**WHAT TO WORK ON:**
• A. Return the passage of the session-playing notes from "We will spend" to "in more detail.", copied word for word.
• B. According to the session-playing notes, how many tunes make up a set?
• C. Write what comes next in the session-playing notes, picking up after their final sentence.

We will spend most of our time in class playing tunes rather than chatting and I promise not to have quite so much coffee next class 🙂 Thanks for being willing to introduce yourselves and try out a few tunes. I hope to have a better sense of people’s repertoire as time goes on, and we’ll try to find some common tunes that people already know to try out each class, but if not, we’ll work on the tunes that we cover in class in more detail.

A couple of things about playing in Sessions that we were kind of covering:
New folks If you’re part of an open session and someone new comes to join in, it is nice to ask them for what tunes they’d like to play or to ask them start a set of tunes. You may have noticed that I was asking 3 or 4 people in particular what tunes they knew or what they’d like to play – this was because they were new to the class / group.
Starting tunes If you are asked (or want) to lead a set – meaning 2-4 tunes played in succession – it is helpful to play a few bars of each tune that you’re planning on playing. It’s also helpful to the guitarists if you happen to know the key of the tunes. Last, it is important to let folks in the group know when your planning on switching from one tune to the next by either sticking your leg out or saying “hup” or “here we go” or doing that Irish thing where you look around at everybody with that knowing glance that says, “we’re about to change to the next tune”. You can also say “one more time” to indicate that you’d really like another go at it. Personally, I’m a stick my leg out person, probably left over from old time playing days. I believe the tradition of sticking one’s leg out was actually due to one’s leg cramping uncontrollably after playing an old-time tune 15 times in a row, though I could be wrong.
Tunes and Songs Not the same! Silly, I know, but a tune is a tune and a song has words and is sung.

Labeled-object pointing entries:

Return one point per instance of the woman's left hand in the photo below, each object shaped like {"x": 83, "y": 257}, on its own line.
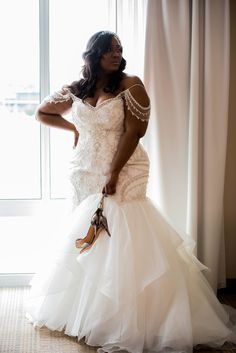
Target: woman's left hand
{"x": 110, "y": 186}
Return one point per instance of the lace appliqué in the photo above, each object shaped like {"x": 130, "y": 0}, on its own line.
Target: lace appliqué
{"x": 139, "y": 111}
{"x": 61, "y": 96}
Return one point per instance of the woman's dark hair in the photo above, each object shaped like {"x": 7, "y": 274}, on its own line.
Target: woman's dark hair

**SOLVED PROBLEMS:**
• A.
We will spend most of our time in class playing tunes rather than chatting and I promise not to have quite so much coffee next class 🙂 Thanks for being willing to introduce yourselves and try out a few tunes. I hope to have a better sense of people’s repertoire as time goes on, and we’ll try to find some common tunes that people already know to try out each class, but if not, we’ll work on the tunes that we cover in class in more detail.

• B. A set is 2-4 tunes played in succession.

• C.
Craic Pronounced crack. Irish for having a really great time as in, “ah, the craic was mighty last night”. Not to be confused with any of the other ones.

Session Class I – Fall 2012

On to Hornpipes. Like reels, in 4/4 time, but have a different feel to them despite the same time signature. And I must say, I do have a fondness for them on banjo! Okay, first one we’ll do is Rights of Man, but since we missed a week due to Sandy, I’ve tagged on Boys of Blue Hill as well! One reason I chose Rights of Man first is that there is a very good opportunity in the A part to substitute triplets, eighth notes and quarter notes as variations (notation has the quarter note and eighth note approaches). You can hear some of it (quickly) in the recording, but we’ll go over it in class as well. The recording of Boys of Blue Hill actually has 3 hornpipes (comes back around to BOBH at the end). But since it was fiddle and guitar it seemed like a good choice, plus the kids playing it were just so cute and happy.

Listen to Boys of Blue Hill
Notation for Boys of Blue Hill Hornpipe in Key of D

Listen to Rights of Man by De Danann
Notation for Rights of Man Hornpipe in Key of Em
[Sorry, neither tune turned out to be in O’Flaherty’s]

Also, to follow-up with Scott’s question about how to make the tunes a little less monotonous, a couple of thoughts. First, especially for you fiddles and whistles (probably accordions too), playing it with a bit of a lilt (e.g. every eight note is not the same, some are longer than others – PINE-apple rather than pine-ap-ple) can make a difference. Also, you can add in (or take out) notes to vary rhythmic patterns. As an example, below I’ve changed the rhythmic pattern in the first measure of Merrily Kissed the Quaker (and the note as well) to show how you can create a variation to make the tune more interesting without really changing the basic tune. On the next measure (also 3 8th notes), you could leave out the B as well and mimic the same change in the rhythm. Give it a try and see what you think!

Our 3rd (and final) jig is Stan Chapman’s by Jerry Holland. I’ve also heard it called Willie’s Trip to Toronto. It is named after a well-known Cape Breton fiddle player. If you haven’t heard Cape Breton fiddling, here is a sample played by, why, Stan Chapman! I think from the example, you can see why Jerry named the tune Stan Chapman’s. Lively, fun stuff! I like this one following Blarney Pilgrim because the A parts are similar, but Stan Chapman’s is up a key (G->A) and very major, so it provides some real “lift” at the end of the set. See if you agree!

Listen to Stan Chapman’s Key of A, by Ed Pearlman and Tony Cuffe (followed by a nice Scottish tune for Erin)
Listen to Stan Chapman’s by Matching Orange (lovin’ the piano!)

Here’s the notation (remember, you can leave out the first or second pick up notes in the B part – the high A and F# – or use them as variations).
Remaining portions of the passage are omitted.